**RECORD EXCERPTS**
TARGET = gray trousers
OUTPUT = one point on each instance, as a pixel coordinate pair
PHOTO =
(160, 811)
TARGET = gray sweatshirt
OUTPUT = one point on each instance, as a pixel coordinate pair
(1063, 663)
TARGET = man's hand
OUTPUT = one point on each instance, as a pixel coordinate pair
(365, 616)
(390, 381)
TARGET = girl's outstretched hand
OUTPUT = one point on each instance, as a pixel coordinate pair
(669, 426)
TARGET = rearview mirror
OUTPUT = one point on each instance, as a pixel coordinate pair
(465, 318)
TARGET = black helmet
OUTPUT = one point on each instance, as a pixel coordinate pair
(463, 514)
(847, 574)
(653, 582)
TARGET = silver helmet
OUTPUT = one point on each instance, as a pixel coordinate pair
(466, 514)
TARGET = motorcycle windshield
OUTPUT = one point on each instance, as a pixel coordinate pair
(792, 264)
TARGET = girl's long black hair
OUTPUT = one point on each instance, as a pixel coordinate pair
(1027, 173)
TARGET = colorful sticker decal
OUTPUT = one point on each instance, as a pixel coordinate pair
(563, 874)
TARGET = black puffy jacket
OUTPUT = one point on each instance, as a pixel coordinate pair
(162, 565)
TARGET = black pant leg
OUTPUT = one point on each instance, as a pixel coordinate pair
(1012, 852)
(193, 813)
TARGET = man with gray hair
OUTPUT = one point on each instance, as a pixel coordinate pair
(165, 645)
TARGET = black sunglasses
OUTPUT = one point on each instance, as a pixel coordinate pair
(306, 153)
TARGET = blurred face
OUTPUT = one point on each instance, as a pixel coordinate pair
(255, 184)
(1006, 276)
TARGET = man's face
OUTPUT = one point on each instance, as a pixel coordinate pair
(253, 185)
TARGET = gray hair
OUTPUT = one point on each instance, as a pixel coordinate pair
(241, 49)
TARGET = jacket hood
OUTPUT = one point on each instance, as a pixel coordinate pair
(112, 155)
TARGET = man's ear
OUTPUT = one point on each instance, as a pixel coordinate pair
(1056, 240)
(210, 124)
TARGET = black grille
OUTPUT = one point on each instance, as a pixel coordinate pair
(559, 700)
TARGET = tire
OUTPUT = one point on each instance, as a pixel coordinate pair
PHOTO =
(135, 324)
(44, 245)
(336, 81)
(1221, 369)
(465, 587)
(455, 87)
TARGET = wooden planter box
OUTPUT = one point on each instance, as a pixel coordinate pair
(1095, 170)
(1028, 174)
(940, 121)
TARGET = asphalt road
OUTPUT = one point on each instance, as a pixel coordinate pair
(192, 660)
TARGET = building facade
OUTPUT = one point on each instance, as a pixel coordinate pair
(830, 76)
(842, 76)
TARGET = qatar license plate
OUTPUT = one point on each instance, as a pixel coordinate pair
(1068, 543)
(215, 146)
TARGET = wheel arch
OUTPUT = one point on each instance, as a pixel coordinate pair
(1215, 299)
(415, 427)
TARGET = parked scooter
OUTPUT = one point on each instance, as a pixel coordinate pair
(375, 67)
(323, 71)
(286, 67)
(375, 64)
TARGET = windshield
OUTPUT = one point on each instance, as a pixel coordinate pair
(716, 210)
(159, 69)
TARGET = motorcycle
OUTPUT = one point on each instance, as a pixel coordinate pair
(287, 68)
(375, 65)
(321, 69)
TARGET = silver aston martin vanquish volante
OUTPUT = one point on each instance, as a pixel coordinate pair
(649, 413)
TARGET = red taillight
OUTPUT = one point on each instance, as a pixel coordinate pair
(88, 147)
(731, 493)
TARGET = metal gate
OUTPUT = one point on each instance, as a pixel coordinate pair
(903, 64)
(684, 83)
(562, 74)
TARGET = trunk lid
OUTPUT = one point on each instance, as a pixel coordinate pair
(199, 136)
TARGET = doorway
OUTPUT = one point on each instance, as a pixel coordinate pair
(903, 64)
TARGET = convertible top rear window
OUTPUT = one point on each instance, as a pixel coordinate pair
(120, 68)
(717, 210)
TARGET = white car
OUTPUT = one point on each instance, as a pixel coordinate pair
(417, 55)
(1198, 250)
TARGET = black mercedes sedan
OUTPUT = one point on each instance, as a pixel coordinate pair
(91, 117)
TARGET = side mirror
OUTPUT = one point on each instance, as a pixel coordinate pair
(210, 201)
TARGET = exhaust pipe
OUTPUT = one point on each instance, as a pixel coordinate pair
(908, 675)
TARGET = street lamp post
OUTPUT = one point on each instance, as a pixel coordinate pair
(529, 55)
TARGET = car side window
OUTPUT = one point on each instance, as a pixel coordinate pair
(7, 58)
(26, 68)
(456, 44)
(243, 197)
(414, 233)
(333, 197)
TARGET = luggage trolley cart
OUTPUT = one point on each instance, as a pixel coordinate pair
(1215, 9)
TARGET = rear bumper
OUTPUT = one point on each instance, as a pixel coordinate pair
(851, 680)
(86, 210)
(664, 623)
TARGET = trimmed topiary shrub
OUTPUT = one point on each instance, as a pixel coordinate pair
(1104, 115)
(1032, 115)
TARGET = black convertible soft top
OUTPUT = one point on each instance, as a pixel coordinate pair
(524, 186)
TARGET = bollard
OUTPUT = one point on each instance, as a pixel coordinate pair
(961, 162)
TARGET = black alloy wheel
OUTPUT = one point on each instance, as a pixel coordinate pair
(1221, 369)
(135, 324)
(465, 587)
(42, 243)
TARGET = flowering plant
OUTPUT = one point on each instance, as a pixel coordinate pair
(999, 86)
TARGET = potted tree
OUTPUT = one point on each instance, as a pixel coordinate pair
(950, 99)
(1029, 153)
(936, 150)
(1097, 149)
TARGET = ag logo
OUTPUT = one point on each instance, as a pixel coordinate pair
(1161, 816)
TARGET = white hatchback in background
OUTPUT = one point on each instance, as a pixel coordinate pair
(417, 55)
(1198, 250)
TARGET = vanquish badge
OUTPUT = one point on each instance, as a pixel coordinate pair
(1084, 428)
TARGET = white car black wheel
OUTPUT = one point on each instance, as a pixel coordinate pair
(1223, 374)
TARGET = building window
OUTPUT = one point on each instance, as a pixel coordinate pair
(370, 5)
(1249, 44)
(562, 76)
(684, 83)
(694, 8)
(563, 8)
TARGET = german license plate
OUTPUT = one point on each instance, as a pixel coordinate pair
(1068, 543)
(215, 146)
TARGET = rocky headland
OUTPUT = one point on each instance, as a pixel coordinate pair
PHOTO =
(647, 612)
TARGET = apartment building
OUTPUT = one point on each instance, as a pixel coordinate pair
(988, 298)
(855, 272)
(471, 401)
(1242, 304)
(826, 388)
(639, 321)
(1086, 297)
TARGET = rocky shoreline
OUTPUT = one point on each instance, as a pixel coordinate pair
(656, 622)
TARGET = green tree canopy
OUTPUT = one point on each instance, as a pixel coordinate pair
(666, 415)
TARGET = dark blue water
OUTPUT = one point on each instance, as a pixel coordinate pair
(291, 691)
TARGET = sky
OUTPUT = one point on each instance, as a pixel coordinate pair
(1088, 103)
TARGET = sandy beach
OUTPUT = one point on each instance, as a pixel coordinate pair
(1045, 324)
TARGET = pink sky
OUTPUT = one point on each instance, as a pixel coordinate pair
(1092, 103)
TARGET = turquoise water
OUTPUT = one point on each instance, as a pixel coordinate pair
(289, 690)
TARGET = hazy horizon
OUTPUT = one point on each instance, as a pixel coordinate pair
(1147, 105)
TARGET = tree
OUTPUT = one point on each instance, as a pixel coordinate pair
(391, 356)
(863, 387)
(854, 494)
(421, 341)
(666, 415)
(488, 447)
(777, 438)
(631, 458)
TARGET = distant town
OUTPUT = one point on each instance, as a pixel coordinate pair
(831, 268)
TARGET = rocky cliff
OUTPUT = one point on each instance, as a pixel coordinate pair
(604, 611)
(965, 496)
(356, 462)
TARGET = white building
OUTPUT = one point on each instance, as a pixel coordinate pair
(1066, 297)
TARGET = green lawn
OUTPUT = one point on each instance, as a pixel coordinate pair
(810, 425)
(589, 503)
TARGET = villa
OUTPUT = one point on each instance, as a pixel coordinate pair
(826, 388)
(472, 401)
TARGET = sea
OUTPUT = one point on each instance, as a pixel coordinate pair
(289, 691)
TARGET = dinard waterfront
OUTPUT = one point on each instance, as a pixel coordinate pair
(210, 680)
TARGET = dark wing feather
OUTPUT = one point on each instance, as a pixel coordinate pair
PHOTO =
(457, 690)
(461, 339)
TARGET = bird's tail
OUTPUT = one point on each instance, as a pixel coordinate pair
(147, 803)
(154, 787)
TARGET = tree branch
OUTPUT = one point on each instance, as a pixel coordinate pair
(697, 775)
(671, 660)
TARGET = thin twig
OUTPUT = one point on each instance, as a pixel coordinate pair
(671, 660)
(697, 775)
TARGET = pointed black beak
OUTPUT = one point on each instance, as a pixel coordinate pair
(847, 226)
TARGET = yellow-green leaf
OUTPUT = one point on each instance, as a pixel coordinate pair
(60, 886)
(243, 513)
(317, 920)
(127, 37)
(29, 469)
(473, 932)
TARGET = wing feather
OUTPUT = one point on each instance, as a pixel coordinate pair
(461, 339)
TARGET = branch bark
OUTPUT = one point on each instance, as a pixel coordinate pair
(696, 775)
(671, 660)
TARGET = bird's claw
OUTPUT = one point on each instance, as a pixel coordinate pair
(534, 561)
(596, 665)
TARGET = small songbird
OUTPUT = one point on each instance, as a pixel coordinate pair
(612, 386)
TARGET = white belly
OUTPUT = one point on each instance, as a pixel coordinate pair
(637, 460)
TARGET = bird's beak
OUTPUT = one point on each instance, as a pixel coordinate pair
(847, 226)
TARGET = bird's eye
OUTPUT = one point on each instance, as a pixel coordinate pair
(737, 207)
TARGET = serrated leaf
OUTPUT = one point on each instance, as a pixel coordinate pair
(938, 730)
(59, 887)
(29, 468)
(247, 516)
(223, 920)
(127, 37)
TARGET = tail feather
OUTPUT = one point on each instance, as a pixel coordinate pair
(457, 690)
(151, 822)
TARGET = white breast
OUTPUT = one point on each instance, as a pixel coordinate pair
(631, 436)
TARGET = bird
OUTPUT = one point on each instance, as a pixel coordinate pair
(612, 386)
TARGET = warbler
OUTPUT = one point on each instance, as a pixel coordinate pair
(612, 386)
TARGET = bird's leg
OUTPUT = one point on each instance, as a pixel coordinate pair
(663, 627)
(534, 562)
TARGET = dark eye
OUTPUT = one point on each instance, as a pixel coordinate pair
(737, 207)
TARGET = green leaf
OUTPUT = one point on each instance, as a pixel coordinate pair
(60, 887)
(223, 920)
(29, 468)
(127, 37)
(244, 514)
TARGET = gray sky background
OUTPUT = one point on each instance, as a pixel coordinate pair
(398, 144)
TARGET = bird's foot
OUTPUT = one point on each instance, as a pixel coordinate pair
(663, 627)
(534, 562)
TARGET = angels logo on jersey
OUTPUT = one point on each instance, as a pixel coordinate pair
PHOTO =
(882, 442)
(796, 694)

**REQUIRED TASK**
Rewrite the listing from the line that contains "TARGET = turquoise water" through the line that contains "(1147, 105)", including both of those lines, and show only that stretch with its requests kept. Multiply every coordinate in the answers by 0.2 and round each result to a whole number, rounding halves up.

**FINISHED EXERCISE**
TARGET = turquoise water
OUTPUT = one point on each instance, as a pixel coordinate pair
(58, 138)
TARGET = hazy horizon
OUTPUT = one point on each instance, as a pixel coordinate pair
(229, 21)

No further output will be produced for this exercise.